**WHAT YOU NEED TO DO:**
In full and without deviation, write out the entries that follow.

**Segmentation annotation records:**
☆ ☆ ☆ ☆ ☆

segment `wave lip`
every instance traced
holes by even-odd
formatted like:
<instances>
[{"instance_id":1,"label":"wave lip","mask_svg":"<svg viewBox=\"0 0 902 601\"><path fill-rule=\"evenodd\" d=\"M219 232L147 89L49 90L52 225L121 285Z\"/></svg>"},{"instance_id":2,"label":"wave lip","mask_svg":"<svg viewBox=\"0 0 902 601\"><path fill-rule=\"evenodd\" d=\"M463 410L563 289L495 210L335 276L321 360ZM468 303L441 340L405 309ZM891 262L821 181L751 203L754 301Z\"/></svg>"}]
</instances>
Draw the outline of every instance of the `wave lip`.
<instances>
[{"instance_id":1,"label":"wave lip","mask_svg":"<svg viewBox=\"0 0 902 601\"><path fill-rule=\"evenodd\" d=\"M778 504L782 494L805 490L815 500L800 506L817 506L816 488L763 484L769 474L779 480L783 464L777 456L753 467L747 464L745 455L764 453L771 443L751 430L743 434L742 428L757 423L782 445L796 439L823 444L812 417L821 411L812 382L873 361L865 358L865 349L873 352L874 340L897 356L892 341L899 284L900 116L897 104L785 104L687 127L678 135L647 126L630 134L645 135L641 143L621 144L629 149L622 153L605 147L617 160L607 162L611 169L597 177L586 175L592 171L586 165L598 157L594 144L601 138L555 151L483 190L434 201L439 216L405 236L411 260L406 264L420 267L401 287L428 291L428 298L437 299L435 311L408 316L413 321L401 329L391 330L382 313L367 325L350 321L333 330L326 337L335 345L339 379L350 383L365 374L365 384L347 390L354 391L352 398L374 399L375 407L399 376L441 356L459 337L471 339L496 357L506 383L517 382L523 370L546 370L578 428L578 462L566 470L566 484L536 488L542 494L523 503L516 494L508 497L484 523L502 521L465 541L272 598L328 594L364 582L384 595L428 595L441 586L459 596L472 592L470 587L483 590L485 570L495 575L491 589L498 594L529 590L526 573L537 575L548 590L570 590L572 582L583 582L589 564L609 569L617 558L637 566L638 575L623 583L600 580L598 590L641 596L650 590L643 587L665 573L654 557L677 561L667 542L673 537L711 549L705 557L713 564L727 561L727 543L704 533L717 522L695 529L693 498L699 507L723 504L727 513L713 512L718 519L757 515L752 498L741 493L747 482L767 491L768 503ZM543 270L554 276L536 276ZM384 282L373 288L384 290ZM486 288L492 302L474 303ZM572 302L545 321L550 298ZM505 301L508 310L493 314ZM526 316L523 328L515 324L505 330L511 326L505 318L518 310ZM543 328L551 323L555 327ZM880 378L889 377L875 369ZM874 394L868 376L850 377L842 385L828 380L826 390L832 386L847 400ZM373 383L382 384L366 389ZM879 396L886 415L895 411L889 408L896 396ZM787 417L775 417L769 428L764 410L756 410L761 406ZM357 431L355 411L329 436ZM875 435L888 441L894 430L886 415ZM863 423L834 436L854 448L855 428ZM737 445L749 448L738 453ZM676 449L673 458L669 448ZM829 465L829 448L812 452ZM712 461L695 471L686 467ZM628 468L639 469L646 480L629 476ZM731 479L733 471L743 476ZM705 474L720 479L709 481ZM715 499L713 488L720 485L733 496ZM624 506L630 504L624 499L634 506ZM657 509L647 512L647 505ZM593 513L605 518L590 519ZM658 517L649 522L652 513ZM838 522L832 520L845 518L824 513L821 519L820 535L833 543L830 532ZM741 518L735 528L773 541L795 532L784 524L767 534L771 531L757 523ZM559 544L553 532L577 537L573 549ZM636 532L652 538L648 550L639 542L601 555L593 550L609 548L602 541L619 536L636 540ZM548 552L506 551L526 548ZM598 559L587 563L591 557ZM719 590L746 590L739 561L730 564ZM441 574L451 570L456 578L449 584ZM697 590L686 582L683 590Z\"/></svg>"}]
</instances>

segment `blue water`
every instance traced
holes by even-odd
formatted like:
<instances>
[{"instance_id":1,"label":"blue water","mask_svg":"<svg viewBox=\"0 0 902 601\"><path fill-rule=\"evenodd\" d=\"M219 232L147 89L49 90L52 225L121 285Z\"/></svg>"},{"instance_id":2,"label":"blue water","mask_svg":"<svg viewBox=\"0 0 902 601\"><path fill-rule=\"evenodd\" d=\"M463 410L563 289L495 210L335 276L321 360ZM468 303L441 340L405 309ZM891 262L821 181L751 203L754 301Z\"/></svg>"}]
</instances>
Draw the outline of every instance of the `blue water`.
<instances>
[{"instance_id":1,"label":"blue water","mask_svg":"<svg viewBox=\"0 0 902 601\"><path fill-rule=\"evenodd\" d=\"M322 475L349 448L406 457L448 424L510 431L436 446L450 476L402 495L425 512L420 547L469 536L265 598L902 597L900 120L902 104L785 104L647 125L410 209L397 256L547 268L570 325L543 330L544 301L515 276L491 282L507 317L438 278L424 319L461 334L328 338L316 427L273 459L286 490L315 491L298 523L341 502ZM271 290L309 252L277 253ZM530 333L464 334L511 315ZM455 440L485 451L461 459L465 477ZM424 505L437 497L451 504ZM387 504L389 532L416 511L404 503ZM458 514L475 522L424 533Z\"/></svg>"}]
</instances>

☆ ☆ ☆ ☆ ☆

**RESULT FOR THIS EXERCISE:**
segment `wave lip`
every instance traced
holes by even-odd
formatted like:
<instances>
[{"instance_id":1,"label":"wave lip","mask_svg":"<svg viewBox=\"0 0 902 601\"><path fill-rule=\"evenodd\" d=\"M219 232L147 89L49 90L52 225L121 285Z\"/></svg>"},{"instance_id":2,"label":"wave lip","mask_svg":"<svg viewBox=\"0 0 902 601\"><path fill-rule=\"evenodd\" d=\"M463 410L563 289L495 210L335 276L321 360ZM468 303L441 340L405 309ZM891 262L821 181L751 203L754 301Z\"/></svg>"}]
</instances>
Draw the outline of every instance of the `wave lip`.
<instances>
[{"instance_id":1,"label":"wave lip","mask_svg":"<svg viewBox=\"0 0 902 601\"><path fill-rule=\"evenodd\" d=\"M778 504L782 494L805 490L815 500L800 506L817 506L816 488L763 484L769 474L779 480L783 464L777 456L753 467L747 464L745 455L764 453L771 443L751 430L743 434L742 428L757 423L782 445L796 439L823 444L812 417L821 411L812 382L873 361L865 358L865 349L873 352L874 340L897 356L892 341L899 284L900 116L897 104L785 104L687 127L678 135L647 126L630 134L645 135L641 143L621 144L629 149L622 153L605 147L617 160L607 162L611 169L597 177L586 175L592 171L586 165L598 157L594 144L601 138L555 151L483 190L434 201L439 216L405 236L411 260L406 264L420 267L401 287L428 291L428 298L437 299L435 311L408 316L413 321L401 329L391 330L382 313L367 325L350 321L333 330L326 337L335 345L339 379L350 383L365 374L365 384L347 390L354 391L352 398L374 399L375 407L399 376L441 356L459 337L471 339L496 357L506 383L517 382L523 370L546 370L578 428L578 462L566 470L566 484L536 488L542 494L523 503L516 494L508 497L484 523L502 521L465 541L272 598L328 594L364 582L384 595L428 595L441 586L459 596L472 592L470 587L483 590L485 570L495 575L491 589L498 594L529 590L526 573L537 575L548 590L570 590L572 582L583 582L589 564L609 569L617 558L637 566L638 575L623 583L600 580L598 590L641 596L650 590L643 587L665 573L654 557L677 561L667 542L673 537L711 549L705 557L713 564L727 561L727 543L704 533L717 522L695 529L693 498L699 507L723 504L727 513L713 512L718 519L757 515L752 498L741 493L747 482L767 491L768 503ZM543 270L554 276L536 276ZM384 282L373 288L384 290ZM486 288L492 302L474 303ZM572 302L545 321L550 298ZM505 301L508 310L493 314ZM526 316L523 328L515 324L505 330L511 326L505 318L518 310ZM543 328L551 323L555 327ZM880 378L889 377L875 369ZM874 394L868 376L850 377L842 385L828 380L826 390L832 386L847 400ZM373 383L382 384L366 389ZM879 396L886 415L895 411L889 408L896 396ZM787 417L775 417L769 428L764 410L756 410L761 406ZM357 431L355 411L329 436ZM875 435L888 441L894 430L886 415ZM863 423L834 436L854 448L855 428ZM737 445L749 448L738 453ZM676 449L673 458L669 448ZM829 465L829 448L812 452ZM712 461L695 471L686 467ZM628 468L639 469L646 480L629 476ZM731 479L733 471L743 476ZM705 474L720 479L709 481ZM715 499L713 488L720 485L733 496ZM624 506L630 504L624 499L634 506ZM657 509L647 512L647 505ZM593 513L605 518L590 519ZM658 517L649 522L652 513ZM838 522L832 520L845 518L824 513L821 519L820 535L833 543L830 532ZM741 518L735 528L773 541L795 532L784 524L767 534L771 531L757 523ZM559 544L553 532L577 537L573 549ZM636 532L652 538L648 550L639 542L601 555L593 550L609 548L602 541L619 536L636 540ZM548 552L506 551L526 548ZM598 559L587 563L591 557ZM719 590L746 590L739 561L730 564ZM441 574L451 570L456 578L449 584ZM697 590L686 582L683 590Z\"/></svg>"}]
</instances>

segment `blue water`
every instance traced
holes by even-odd
formatted like:
<instances>
[{"instance_id":1,"label":"blue water","mask_svg":"<svg viewBox=\"0 0 902 601\"><path fill-rule=\"evenodd\" d=\"M219 232L147 89L49 90L52 225L121 285Z\"/></svg>"},{"instance_id":2,"label":"blue water","mask_svg":"<svg viewBox=\"0 0 902 601\"><path fill-rule=\"evenodd\" d=\"M463 410L563 289L495 210L335 276L321 360ZM468 303L441 340L405 309ZM891 262L821 181L751 203L754 301Z\"/></svg>"}]
</instances>
Draw the outline of every instance of the `blue water`.
<instances>
[{"instance_id":1,"label":"blue water","mask_svg":"<svg viewBox=\"0 0 902 601\"><path fill-rule=\"evenodd\" d=\"M322 475L349 448L406 457L448 424L510 431L436 446L450 476L402 495L425 512L420 547L469 536L265 598L902 597L900 120L902 104L785 104L647 125L410 209L397 256L547 268L570 325L543 330L544 301L515 276L491 282L507 317L438 278L424 319L461 334L328 338L316 427L273 459L286 490L315 491L298 523L341 502ZM271 290L309 252L277 253ZM530 333L464 334L511 315ZM455 440L485 451L461 459L465 477ZM424 505L437 497L451 504ZM387 504L389 532L416 511L404 503ZM458 514L475 522L424 533Z\"/></svg>"}]
</instances>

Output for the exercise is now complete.